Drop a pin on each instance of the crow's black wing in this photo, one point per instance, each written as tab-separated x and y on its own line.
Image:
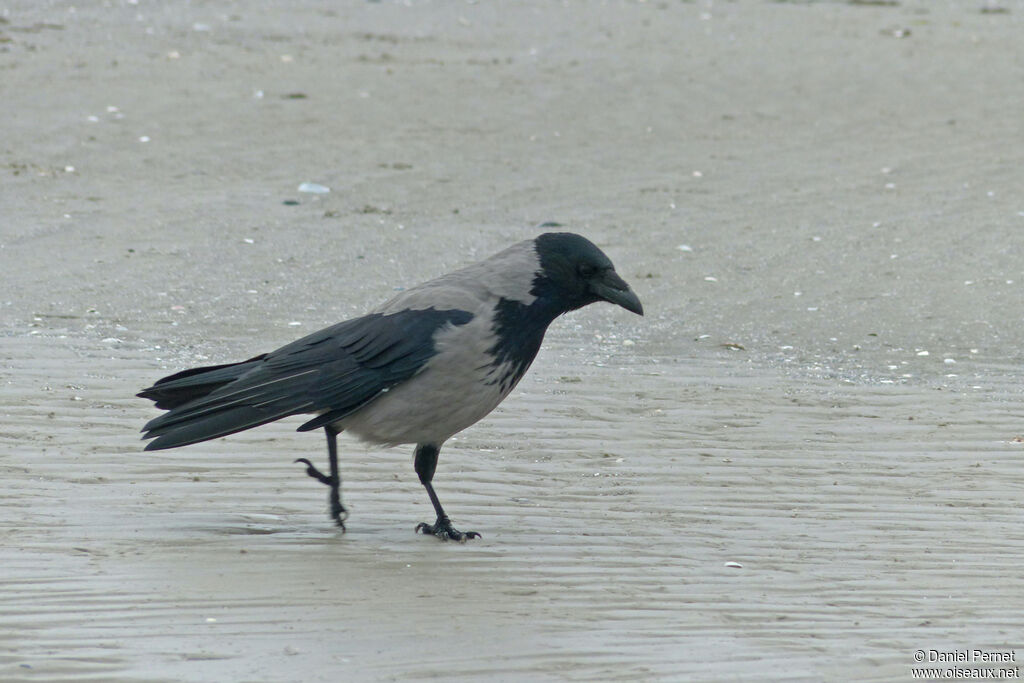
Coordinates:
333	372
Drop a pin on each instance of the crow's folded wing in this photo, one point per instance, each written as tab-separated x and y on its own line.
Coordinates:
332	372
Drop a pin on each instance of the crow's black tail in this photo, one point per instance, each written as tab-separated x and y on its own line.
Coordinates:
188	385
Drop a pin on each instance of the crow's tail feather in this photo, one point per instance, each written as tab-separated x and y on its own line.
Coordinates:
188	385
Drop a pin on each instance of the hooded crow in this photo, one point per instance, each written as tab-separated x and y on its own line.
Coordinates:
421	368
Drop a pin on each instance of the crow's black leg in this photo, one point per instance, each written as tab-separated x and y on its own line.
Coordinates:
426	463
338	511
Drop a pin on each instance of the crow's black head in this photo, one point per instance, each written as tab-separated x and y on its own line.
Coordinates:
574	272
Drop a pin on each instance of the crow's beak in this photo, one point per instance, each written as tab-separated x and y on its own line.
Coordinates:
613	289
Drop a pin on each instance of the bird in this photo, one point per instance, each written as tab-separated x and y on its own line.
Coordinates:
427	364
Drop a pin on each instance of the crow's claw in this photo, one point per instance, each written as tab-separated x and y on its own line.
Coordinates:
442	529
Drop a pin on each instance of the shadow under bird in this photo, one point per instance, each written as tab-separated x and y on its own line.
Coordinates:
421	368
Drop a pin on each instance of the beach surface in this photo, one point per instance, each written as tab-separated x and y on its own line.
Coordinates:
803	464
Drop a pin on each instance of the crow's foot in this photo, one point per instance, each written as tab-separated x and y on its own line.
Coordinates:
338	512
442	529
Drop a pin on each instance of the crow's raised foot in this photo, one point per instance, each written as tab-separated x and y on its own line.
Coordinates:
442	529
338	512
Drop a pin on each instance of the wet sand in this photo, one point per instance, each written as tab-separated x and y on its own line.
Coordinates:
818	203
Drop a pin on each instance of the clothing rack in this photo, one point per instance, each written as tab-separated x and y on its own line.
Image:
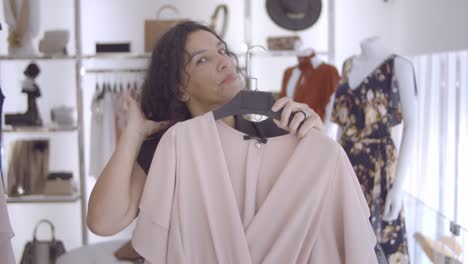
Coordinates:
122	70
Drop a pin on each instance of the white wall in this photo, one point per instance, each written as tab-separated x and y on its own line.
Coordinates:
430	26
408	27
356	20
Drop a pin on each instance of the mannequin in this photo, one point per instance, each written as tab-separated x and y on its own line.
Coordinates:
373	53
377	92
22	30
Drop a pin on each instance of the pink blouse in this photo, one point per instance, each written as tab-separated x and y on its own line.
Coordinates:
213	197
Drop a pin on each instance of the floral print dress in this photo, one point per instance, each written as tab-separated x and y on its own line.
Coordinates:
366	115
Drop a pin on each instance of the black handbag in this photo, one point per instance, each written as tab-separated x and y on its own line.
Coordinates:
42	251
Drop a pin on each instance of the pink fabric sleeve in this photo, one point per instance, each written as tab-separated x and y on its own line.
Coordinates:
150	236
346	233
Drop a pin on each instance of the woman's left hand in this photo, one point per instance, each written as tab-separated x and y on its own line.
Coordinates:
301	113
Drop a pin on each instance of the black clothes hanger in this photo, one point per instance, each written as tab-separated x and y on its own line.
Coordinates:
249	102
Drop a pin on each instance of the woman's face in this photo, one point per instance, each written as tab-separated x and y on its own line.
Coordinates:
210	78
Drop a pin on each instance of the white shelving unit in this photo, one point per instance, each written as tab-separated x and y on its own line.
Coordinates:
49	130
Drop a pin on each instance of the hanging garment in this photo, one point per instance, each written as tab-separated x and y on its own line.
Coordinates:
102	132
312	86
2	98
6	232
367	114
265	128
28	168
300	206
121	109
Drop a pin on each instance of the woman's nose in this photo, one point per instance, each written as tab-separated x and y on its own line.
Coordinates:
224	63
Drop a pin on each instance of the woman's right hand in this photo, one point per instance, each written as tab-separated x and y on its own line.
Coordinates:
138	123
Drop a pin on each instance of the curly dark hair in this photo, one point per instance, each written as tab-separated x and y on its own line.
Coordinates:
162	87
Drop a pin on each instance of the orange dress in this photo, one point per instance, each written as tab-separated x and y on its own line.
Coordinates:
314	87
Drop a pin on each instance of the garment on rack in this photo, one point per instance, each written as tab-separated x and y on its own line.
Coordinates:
_ _ _ _ _
**What is required:** The expected response is every line of the material, written out exactly, with the images removed.

**Solution to this problem:**
Drop a pin on each instance of the crow's black wing in this photo, one point per instance, each written as tab-separated x and y on its own line.
Image:
Coordinates:
333	372
Drop a pin on each instance of the crow's folded wing in this photo, one point per instance, each written as tab-separated x and y on its own line.
Coordinates:
332	372
Drop a pin on each instance of the crow's black tail in this photo, one point per instance, each written as tab-separated x and y on its own line.
Coordinates:
188	385
Drop a pin on each instance of the crow's tail feather in this photo, one point per instance, each written as tab-separated x and y on its own line.
Coordinates:
188	385
Drop a pin on each instance of the hooded crow in this photo, one point per instance, each written as tab-separated x and y on its own line.
Coordinates:
421	368
Drop a pin on each instance of the crow's black leg in this photo, one point per instance, each written as tab-separated x and y on its own line.
Coordinates:
426	463
338	511
Drop a pin on each instance of the crow's black head in this photo, one point per instance, each written as tab-separated x and y on its own line.
Coordinates:
574	272
Drop a pin on each instance of the crow's beak in this photo, one point per instance, each written as tab-separated x and y on its own line.
Coordinates:
613	289
Drop a pin on each instance of the bird in this photo, one point per instance, each written as tab-separated x and y on its own line.
Coordinates:
427	364
Drop a pin on each instance of the crow's claw in this photo, one point per instance, each written as tab-separated x and y on its own line.
Coordinates:
442	529
Drop a pin on each instance of the shadow under bird in this photo, one point per instance, each written as tab-separated x and y on its own line.
Coordinates:
421	368
Drop a pin on each instance of the beach surface in this photo, one point per instance, each written as tab-separated x and y on its own line.
Coordinates:
803	464
Drop a pin on each instance of the crow's foot in this photo, one point per instance, each written as tab-separated x and y on its own line.
Coordinates:
338	512
442	529
Drop a pin on each instance of the crow's raised foot in this photo, one point per instance, each written as tab-separated x and y on its own line.
Coordinates:
442	529
338	512
Drop a pin on each instance of the wet sand in this photo, one point per instance, each written as tab-separated x and y on its own line.
Coordinates:
818	203
Drop a pin on each instance of the clothing rack in this photo, one point per instance, each written as tab-separated x and y on its own line.
Image:
Coordinates:
122	70
Drop a pin on each instance of the white wall in this photo, one point per instance, each written as tab-separated x and y on its own line.
Coordinates:
430	26
408	27
356	20
Drop a pin on each instance of the mannequin in this photo, one point per instance, each written as tab-separated x and y on its own line.
Coordinates:
373	53
377	92
22	30
Drop a pin on each instance of the pink blouse in this photo, one point per instance, each written as tab-separated x and y on its own line.
Coordinates:
213	197
Drop a pin on each instance of the floral print dress in this photo, one point per instance, each written as tab-separated x and y on its own line.
Coordinates:
366	115
Drop a pin on each instance of the black handbag in this photo, one point per instance, each written as tab-separated x and y on its own line.
Coordinates:
42	251
Drop a pin on each instance of the pink fabric sleeve in this photo, one point per instance, each written as tab-separated x and y on its own line.
Coordinates:
150	236
346	233
Drop a pin on each instance of the woman's left hand in this photo, one point per instance, each written as tab-separated x and y on its own line.
Coordinates:
301	113
Drop a pin on each instance of the black clothes hanger in this photo, one point per instance, each written as tab-separated x and y on its own line.
Coordinates:
249	102
Drop a pin on each instance of the woman's face in this photo, one point per instance, each written as tab-separated x and y on its own line.
Coordinates:
210	78
Drop a pin on each instance of the white shelving unit in this photo, one point per instance, each written as tab-separated x and y on its own line.
Coordinates:
49	130
Drop a pin on each instance of the hanging garment in this photo, one point per instance, each written as tab-separated x and y on its own line.
Coordinates:
102	132
312	86
2	98
6	232
367	114
265	128
28	168
300	206
121	109
Drop a pin on each instance of the woman's nose in this photo, one point per instance, each written as tab-separated x and y on its own line.
Coordinates:
224	63
Drop a pin on each instance of the woman's right hand in this photo, one point per instance, each written as tab-separated x and y on its own line.
Coordinates:
138	123
Drop a pin on each instance of the curly dark hair in this photo, one point per instance, each written as tab-separated x and y on its own line.
Coordinates:
162	87
Drop a pin on each instance of the orange dress in this photo, one point per instance, each written as tab-separated x and y on its own line.
Coordinates:
314	87
Drop a pin on each instance of the garment on rack in this photo, one point per instance, each written as tab-separated x and y on its own line.
Coordinates:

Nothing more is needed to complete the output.